::: EXTRACTED ENTRIES :::

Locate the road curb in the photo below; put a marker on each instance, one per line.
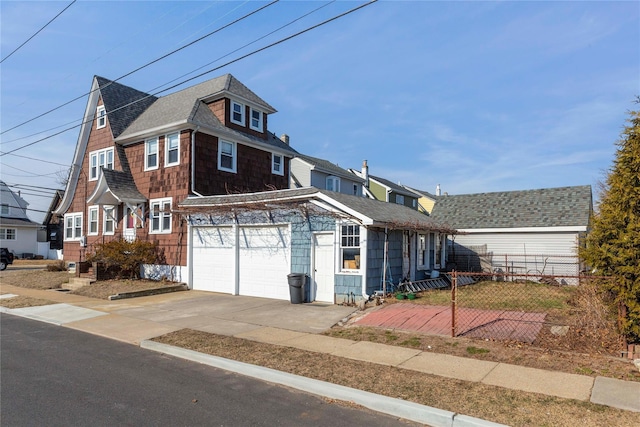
(390, 406)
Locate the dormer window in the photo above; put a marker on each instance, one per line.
(333, 183)
(101, 117)
(256, 120)
(237, 113)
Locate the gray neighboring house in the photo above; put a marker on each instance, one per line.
(247, 244)
(523, 224)
(17, 232)
(307, 171)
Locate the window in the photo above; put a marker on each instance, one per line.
(350, 247)
(226, 156)
(277, 166)
(333, 183)
(172, 149)
(8, 234)
(237, 113)
(160, 216)
(256, 120)
(73, 226)
(100, 158)
(109, 226)
(151, 154)
(101, 117)
(93, 221)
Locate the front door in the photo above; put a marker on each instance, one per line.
(323, 283)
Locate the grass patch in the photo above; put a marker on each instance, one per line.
(476, 350)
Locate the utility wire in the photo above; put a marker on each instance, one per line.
(144, 66)
(36, 33)
(203, 73)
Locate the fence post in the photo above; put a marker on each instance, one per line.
(454, 285)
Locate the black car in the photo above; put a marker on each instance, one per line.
(6, 258)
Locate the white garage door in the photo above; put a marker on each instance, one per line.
(265, 261)
(213, 259)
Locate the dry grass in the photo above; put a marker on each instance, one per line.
(34, 279)
(22, 301)
(104, 289)
(487, 402)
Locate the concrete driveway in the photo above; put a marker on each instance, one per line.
(224, 314)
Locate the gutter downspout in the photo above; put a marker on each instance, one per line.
(193, 162)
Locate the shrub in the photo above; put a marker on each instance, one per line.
(125, 258)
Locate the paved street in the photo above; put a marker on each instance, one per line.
(58, 376)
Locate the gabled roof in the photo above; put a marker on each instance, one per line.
(420, 193)
(123, 104)
(115, 187)
(547, 207)
(187, 106)
(368, 211)
(328, 167)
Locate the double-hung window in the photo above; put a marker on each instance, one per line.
(333, 184)
(350, 246)
(73, 226)
(100, 158)
(160, 216)
(151, 154)
(172, 149)
(277, 164)
(226, 156)
(93, 221)
(255, 119)
(8, 234)
(109, 225)
(101, 117)
(237, 113)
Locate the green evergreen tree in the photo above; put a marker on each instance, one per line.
(613, 245)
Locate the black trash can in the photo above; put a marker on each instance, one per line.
(296, 287)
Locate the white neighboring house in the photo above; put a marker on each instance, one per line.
(17, 232)
(528, 231)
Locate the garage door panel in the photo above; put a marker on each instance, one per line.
(265, 261)
(213, 259)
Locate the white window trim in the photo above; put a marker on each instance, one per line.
(101, 116)
(147, 153)
(96, 155)
(4, 234)
(273, 164)
(74, 236)
(242, 120)
(166, 149)
(234, 155)
(259, 127)
(106, 218)
(341, 247)
(95, 209)
(335, 183)
(161, 215)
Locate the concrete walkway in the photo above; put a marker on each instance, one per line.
(298, 325)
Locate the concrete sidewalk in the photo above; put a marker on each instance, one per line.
(298, 325)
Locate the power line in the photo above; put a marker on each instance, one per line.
(144, 66)
(36, 33)
(201, 74)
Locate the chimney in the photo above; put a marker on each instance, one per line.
(365, 173)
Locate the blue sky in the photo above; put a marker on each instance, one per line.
(475, 96)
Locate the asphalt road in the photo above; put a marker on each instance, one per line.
(57, 376)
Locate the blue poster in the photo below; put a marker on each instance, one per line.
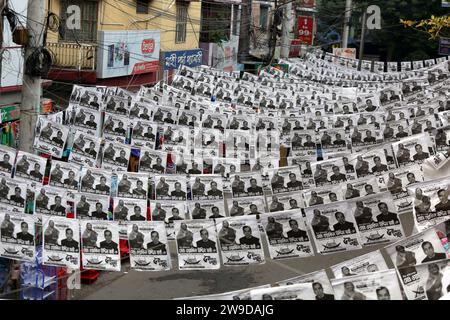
(189, 58)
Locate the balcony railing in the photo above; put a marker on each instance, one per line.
(73, 55)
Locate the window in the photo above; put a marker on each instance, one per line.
(180, 30)
(88, 21)
(263, 14)
(142, 6)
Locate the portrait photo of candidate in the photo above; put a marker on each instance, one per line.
(431, 255)
(385, 215)
(69, 242)
(248, 238)
(24, 235)
(342, 224)
(108, 244)
(319, 292)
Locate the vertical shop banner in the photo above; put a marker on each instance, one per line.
(305, 29)
(128, 52)
(444, 43)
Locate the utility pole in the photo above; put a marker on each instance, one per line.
(363, 34)
(244, 33)
(348, 15)
(285, 38)
(31, 88)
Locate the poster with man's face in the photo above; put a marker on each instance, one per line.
(240, 241)
(91, 206)
(197, 245)
(17, 236)
(287, 235)
(64, 174)
(368, 263)
(149, 249)
(85, 149)
(97, 181)
(7, 159)
(30, 167)
(52, 138)
(116, 156)
(381, 285)
(333, 227)
(61, 242)
(100, 245)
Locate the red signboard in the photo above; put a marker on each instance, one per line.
(294, 50)
(307, 3)
(305, 29)
(148, 46)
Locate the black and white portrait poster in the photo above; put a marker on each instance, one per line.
(13, 194)
(91, 206)
(397, 182)
(287, 235)
(286, 179)
(206, 187)
(419, 248)
(360, 188)
(170, 187)
(86, 120)
(116, 156)
(367, 263)
(187, 164)
(149, 249)
(330, 172)
(428, 282)
(85, 149)
(97, 181)
(319, 284)
(207, 209)
(381, 285)
(377, 219)
(144, 134)
(197, 246)
(115, 128)
(372, 162)
(413, 149)
(246, 206)
(169, 212)
(17, 236)
(7, 159)
(30, 167)
(52, 138)
(323, 195)
(126, 210)
(132, 185)
(100, 245)
(152, 161)
(240, 241)
(61, 245)
(248, 184)
(51, 201)
(333, 227)
(284, 201)
(299, 291)
(303, 143)
(64, 175)
(431, 204)
(175, 138)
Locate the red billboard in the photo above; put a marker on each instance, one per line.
(305, 29)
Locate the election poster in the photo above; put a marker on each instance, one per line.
(61, 244)
(100, 245)
(17, 236)
(197, 246)
(149, 249)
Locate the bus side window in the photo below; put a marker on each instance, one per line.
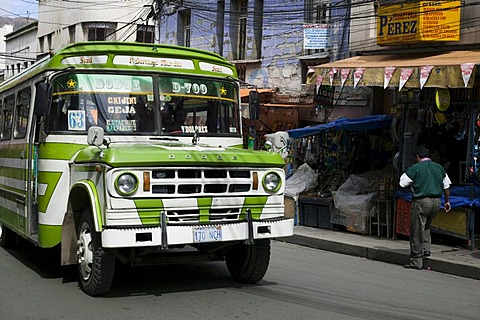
(9, 103)
(1, 117)
(21, 113)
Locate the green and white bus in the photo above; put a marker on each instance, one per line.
(133, 153)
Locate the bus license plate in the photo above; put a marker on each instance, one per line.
(207, 234)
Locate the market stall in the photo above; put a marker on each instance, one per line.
(436, 101)
(341, 151)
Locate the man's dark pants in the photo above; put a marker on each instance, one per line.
(423, 212)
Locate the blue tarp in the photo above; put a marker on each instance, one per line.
(460, 196)
(358, 124)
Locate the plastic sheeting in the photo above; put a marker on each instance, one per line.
(353, 198)
(358, 124)
(305, 178)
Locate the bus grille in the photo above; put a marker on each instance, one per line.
(193, 216)
(200, 181)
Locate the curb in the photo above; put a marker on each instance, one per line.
(390, 256)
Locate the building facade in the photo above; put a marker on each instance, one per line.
(21, 45)
(264, 38)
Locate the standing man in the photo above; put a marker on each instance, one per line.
(428, 181)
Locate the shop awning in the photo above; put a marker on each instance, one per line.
(245, 92)
(358, 124)
(454, 69)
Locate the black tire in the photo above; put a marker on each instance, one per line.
(249, 263)
(96, 265)
(8, 238)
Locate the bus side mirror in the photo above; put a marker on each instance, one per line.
(95, 136)
(42, 99)
(254, 105)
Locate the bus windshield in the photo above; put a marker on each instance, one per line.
(128, 104)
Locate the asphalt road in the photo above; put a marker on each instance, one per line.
(301, 283)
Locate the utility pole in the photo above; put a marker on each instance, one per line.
(164, 9)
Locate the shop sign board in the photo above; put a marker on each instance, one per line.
(324, 97)
(418, 22)
(315, 36)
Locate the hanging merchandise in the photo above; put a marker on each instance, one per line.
(442, 99)
(429, 118)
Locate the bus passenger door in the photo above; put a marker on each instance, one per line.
(21, 142)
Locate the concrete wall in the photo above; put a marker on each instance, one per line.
(57, 17)
(21, 44)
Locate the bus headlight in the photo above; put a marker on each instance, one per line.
(126, 183)
(272, 181)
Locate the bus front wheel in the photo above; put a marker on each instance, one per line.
(249, 263)
(96, 265)
(8, 238)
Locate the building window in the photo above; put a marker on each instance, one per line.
(41, 44)
(145, 34)
(316, 12)
(99, 31)
(184, 28)
(242, 29)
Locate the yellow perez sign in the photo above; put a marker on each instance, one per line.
(419, 21)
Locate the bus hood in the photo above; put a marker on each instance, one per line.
(176, 154)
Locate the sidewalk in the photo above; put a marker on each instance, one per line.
(447, 259)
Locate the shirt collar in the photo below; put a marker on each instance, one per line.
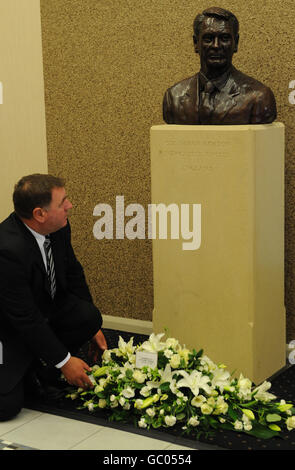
(39, 237)
(219, 82)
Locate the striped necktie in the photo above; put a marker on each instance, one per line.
(50, 265)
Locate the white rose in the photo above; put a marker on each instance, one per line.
(290, 423)
(172, 343)
(122, 401)
(168, 353)
(145, 391)
(238, 425)
(90, 406)
(142, 423)
(193, 421)
(138, 403)
(98, 389)
(170, 420)
(138, 376)
(175, 361)
(106, 357)
(206, 409)
(102, 403)
(198, 401)
(150, 412)
(128, 392)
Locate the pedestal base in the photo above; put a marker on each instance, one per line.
(227, 296)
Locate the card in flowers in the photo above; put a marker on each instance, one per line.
(185, 389)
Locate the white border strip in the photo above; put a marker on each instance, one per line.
(130, 325)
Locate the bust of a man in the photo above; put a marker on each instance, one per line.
(219, 93)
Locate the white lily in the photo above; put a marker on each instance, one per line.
(220, 379)
(262, 394)
(166, 376)
(194, 381)
(153, 344)
(126, 348)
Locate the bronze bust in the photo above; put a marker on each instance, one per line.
(219, 93)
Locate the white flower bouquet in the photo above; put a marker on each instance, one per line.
(185, 388)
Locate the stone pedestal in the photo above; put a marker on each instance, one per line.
(226, 296)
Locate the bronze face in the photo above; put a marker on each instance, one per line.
(216, 45)
(219, 93)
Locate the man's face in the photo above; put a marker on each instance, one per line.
(56, 215)
(216, 44)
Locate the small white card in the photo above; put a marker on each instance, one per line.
(146, 359)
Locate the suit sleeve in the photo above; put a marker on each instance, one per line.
(167, 108)
(20, 310)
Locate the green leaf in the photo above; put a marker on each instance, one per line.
(263, 433)
(273, 418)
(232, 413)
(274, 427)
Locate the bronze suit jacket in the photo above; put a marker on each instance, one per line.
(242, 100)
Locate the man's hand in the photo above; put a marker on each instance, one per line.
(97, 345)
(74, 372)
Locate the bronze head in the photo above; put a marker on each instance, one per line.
(216, 38)
(218, 93)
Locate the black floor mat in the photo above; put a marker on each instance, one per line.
(283, 386)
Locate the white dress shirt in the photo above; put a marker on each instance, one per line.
(40, 239)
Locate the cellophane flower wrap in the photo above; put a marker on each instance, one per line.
(186, 389)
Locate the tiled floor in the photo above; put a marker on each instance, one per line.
(44, 431)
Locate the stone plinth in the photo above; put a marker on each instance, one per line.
(226, 296)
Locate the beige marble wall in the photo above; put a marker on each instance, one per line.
(22, 108)
(106, 67)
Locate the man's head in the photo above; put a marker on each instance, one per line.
(41, 201)
(216, 37)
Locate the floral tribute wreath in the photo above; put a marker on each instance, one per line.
(185, 388)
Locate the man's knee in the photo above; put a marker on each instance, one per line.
(11, 403)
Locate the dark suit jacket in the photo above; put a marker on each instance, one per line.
(243, 100)
(25, 301)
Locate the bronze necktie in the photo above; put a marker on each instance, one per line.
(206, 106)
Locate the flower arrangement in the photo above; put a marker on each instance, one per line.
(185, 388)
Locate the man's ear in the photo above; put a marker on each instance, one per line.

:::

- [DIRECTIONS FOR THIS TASK] Reproduce verbatim the lines of the records above, from the line containing "Locate the flower" through the end of the records, both ends included.

- [OUTPUT OF THE EXERCISE]
Locate the flower arrangement in the photo above; put a marker on each instance, one per line.
(185, 388)
Locate the man's ear in the photo above; put a marker on each instance, one per line.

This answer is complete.